- _EXERCISES TO COMPLETE_:
1/ Shorten the paragraph in the topical jokes that begins "Over 450 airport workers," keeping its main facts.
2/ Supply what comes next in the topical jokes, picking up after the last joke shown.

──────── GIVEN PASSAGE ────────

Hard to believe, but it’s been a year since Washington Intern Chandra Levy was reported missing. When asked to comment, all former Congressman Gary Condit would say is; “Do you want fries with that?”
***********
Bill Clinton is looking for an apartment in Manhattan. Clinton is looking to save money. At those Times Square Hotels the twenty bucks-an-hour adds up fast.
***********
Barney Reed Jr., a table tennis player, was suspended for two years for testing positive for anabolic steroids. The steroids weren’t for performance enhancement, the guy just wanted to look buffed for all those table tennis groupies.
**********
On this date on 1945, Adolf Hitler committed suicide along with his wife of one day, Eva Braun. A lot of people don’t know this, but initially, Hitler asked his bodyguards to do it for him.
***********
Topless photos of Anna Kournikova appearing in the June issue of Penthouse magazine are fake, say representatives of the Russian tennis player. So, for now, Anna will only pose as a tennis player.
************
Over 450 airport workers have been arrested on a sweep of 15 airports. It was wild, the police held a surprise raid, they burst into the airports, shook the airport workers awake, and arrested them.
*********
Burger King has a promotion that, if you cluck like a chicken, you get 50 cents off of their chicken whopper. And in Portland, you get another 50 cents off if you choke on it like a Blazer.
*************
There was an embarrassing moment when "The Bachelor" went on his first date with the woman that won on the show. They were in bed and he forgot her name, and screamed out her number; “Oh, 25, yes, 25, do it, 25.”
***********
Some sad news, the woman who created Barbie, Ruth Handler, died, she was 85. There was an awkward scene at the funeral. Ken flew into a jealous rage when G.I. Joe came to pay his respects.
***********
They have discovered that the murder weapon in the Robert Blake case was a vintage World War II hand gun. Police have put out an A.P.B. for Sergeant Schultz.

──────── DATASET ────────

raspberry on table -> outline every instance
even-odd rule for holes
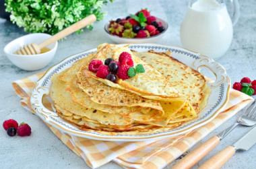
[[[150,34],[151,36],[155,35],[156,28],[154,26],[152,26],[152,25],[148,25],[146,27],[146,29],[148,31],[148,32],[150,32]]]
[[[147,18],[147,23],[148,24],[151,24],[152,23],[152,22],[155,21],[155,20],[156,20],[156,18],[154,16],[148,16]]]
[[[251,81],[250,78],[247,77],[243,77],[243,78],[241,79],[241,83],[251,83]]]
[[[12,127],[17,129],[18,126],[19,124],[18,124],[17,121],[15,121],[13,119],[9,119],[5,121],[3,123],[3,129],[5,129],[5,131],[7,131],[9,128]]]
[[[98,67],[96,76],[102,79],[106,79],[109,73],[108,67],[105,65],[102,65]]]
[[[103,64],[102,61],[93,60],[89,64],[89,70],[93,72],[97,72],[98,67]]]
[[[121,65],[129,65],[129,67],[133,67],[133,61],[130,58],[125,58],[123,60]]]
[[[119,58],[119,63],[122,63],[123,60],[125,59],[131,59],[131,55],[127,52],[123,52],[120,54]]]
[[[143,30],[139,30],[139,32],[137,34],[137,36],[135,36],[135,38],[143,38],[146,37],[147,37],[147,34]]]
[[[120,79],[129,79],[128,71],[131,67],[127,65],[122,65],[117,71],[117,75]]]
[[[20,123],[17,130],[18,135],[20,136],[29,136],[31,135],[30,127],[24,123]]]
[[[242,84],[241,84],[241,83],[235,82],[233,84],[233,89],[241,92],[241,90],[242,90]]]

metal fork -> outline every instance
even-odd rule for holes
[[[212,137],[185,156],[172,169],[191,168],[212,151],[237,125],[253,126],[256,124],[256,100],[237,119],[237,122],[218,135]]]

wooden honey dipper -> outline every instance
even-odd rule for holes
[[[58,40],[60,40],[65,36],[84,28],[84,26],[89,25],[96,20],[95,15],[92,14],[88,17],[84,18],[83,20],[73,24],[73,25],[67,27],[67,28],[61,30],[59,33],[55,34],[50,38],[42,42],[42,43],[37,44],[32,43],[28,44],[24,47],[20,47],[19,50],[14,53],[16,55],[35,55],[41,53],[41,49],[47,46],[51,43],[55,42]]]

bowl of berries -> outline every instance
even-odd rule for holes
[[[167,29],[167,22],[151,15],[147,9],[110,20],[104,28],[107,36],[117,43],[155,42]]]

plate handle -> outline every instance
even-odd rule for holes
[[[42,104],[43,96],[49,94],[49,88],[44,86],[38,87],[38,83],[36,83],[32,90],[33,94],[30,98],[30,103],[36,113],[44,119],[48,119],[49,116],[58,117],[57,113],[49,110]]]
[[[228,83],[230,83],[230,79],[226,74],[226,70],[223,66],[220,65],[217,62],[215,62],[212,59],[206,56],[200,55],[200,59],[195,60],[193,66],[194,69],[199,72],[202,68],[207,68],[216,76],[216,80],[214,82],[210,82],[210,85],[212,88],[218,87],[223,83],[225,81]]]

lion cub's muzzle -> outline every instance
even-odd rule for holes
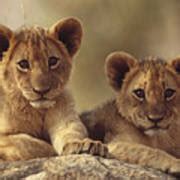
[[[50,87],[45,87],[43,89],[33,88],[33,91],[41,96],[47,94],[50,90]]]
[[[55,105],[55,101],[54,100],[50,100],[46,97],[46,95],[48,94],[48,92],[50,92],[51,88],[50,86],[46,86],[44,88],[34,88],[33,87],[33,92],[36,93],[39,98],[31,101],[30,104],[31,106],[33,106],[34,108],[50,108],[53,107]]]

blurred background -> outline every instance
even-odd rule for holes
[[[104,74],[110,52],[123,50],[137,58],[180,55],[179,0],[0,0],[0,23],[11,29],[49,27],[68,16],[78,17],[84,27],[69,84],[78,111],[114,96]]]

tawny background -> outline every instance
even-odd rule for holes
[[[12,29],[49,27],[68,16],[78,17],[84,26],[69,85],[79,111],[114,95],[104,75],[110,52],[124,50],[138,58],[180,55],[178,0],[0,0],[0,23]]]

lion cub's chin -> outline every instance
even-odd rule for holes
[[[165,133],[167,133],[167,129],[149,129],[144,131],[144,134],[146,134],[147,136],[155,136]]]
[[[30,105],[36,109],[47,109],[51,108],[56,104],[56,101],[53,100],[37,100],[30,101]]]

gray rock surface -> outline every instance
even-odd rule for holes
[[[91,155],[68,155],[13,163],[0,163],[3,180],[124,180],[175,179],[150,168]]]

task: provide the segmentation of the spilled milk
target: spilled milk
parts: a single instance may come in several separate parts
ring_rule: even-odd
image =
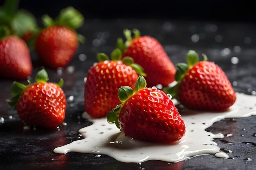
[[[225,112],[198,111],[179,108],[185,122],[186,132],[180,141],[168,144],[132,139],[126,136],[114,124],[108,123],[106,118],[93,119],[84,113],[83,117],[92,122],[92,125],[79,130],[84,139],[57,148],[54,151],[63,154],[76,152],[105,155],[121,162],[134,163],[150,160],[177,162],[192,156],[216,154],[220,149],[213,140],[224,136],[207,132],[206,128],[225,118],[256,115],[256,97],[239,93],[236,96],[235,104]],[[224,152],[216,156],[228,157]]]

────────

- _RESULTS_:
1/ Police arrested more than 450 airport workers in a surprise sweep of 15 airports, bursting in, shaking the workers awake and arresting them.

2/
Police are currently searching for Private Ryan.
************
Two congressional panels on transportation want to arm airline pilots. I think that’s a good idea. But why stop there? They should also give guns to the flight attendants. You’ll see those cell phones off and those trey tables stowed and locked in their full-upright position, I can tell you.
I saw the 500th episode of “Cops.” It was the 2,000th person apprehended and, according to the arrestees, the 2000th innocent victim who didn’t do anything wrong.I love these guys on “Cops” “I didn’t dooooooo nothin’, I shwear. ’” The other person’s lying there all beat-up and bloody.
Twenty-six Palestinians left the Church of the Nativity, the largest number to exit the besieged compound since a standoff began nearly a month ago. That’s the good news. The bad news? They all said that the priest at the Church molested them.
***********
After whittling down to 25 girls, and all that hype, “The Bachelor” guy didn’t even propose. Turns out he has his reasons. He wants to hold out until bachelorette #69.
***********
Sports Illustrated columnist Rick Reilly wrote a column decrying stadium luxury boxes, and I agree. I was in a corporate luxury box for a San Diego Chargers game, and I was about as close to the game as a computer nerd is to Anna Kournakova seeing her on the Internet.